==== Given entries ====

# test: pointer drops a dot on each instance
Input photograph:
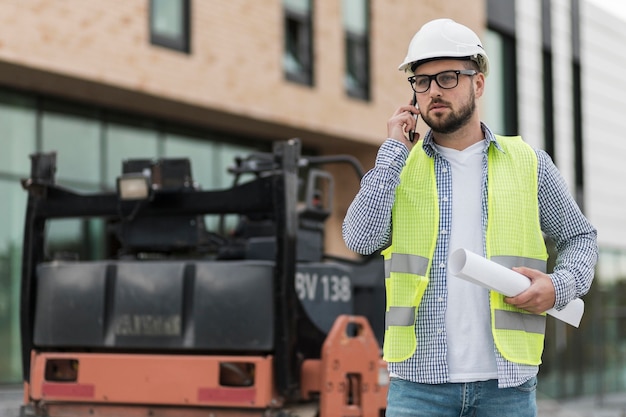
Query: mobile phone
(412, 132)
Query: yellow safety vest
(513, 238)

====
==== Given entries ====

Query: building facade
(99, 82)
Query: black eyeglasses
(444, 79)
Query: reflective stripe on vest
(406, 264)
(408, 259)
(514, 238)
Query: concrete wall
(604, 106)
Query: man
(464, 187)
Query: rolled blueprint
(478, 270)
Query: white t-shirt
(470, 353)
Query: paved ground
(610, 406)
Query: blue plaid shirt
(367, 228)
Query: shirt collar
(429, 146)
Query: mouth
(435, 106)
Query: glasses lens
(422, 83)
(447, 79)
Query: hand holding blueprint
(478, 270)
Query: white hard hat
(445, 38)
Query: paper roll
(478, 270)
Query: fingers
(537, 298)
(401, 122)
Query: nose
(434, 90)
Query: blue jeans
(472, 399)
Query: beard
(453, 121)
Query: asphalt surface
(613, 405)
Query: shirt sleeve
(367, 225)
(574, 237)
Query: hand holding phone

====

Rewrite the lines of the listing from the line with "Query: glasses lens" up to and including the line with "Query: hand holding phone". Replace "blueprint" with "drawing" and leave everything else in those lines as it is.

Query: glasses lens
(422, 83)
(447, 79)
Query: hand holding drawing
(478, 270)
Query: white hard hat
(445, 38)
Query: paper roll
(478, 270)
Query: fingers
(537, 298)
(401, 122)
Query: nose
(434, 90)
Query: blue jeans
(472, 399)
Query: beard
(453, 121)
Query: asphalt surface
(613, 405)
Query: shirt sleeve
(367, 225)
(574, 237)
Query: hand holding phone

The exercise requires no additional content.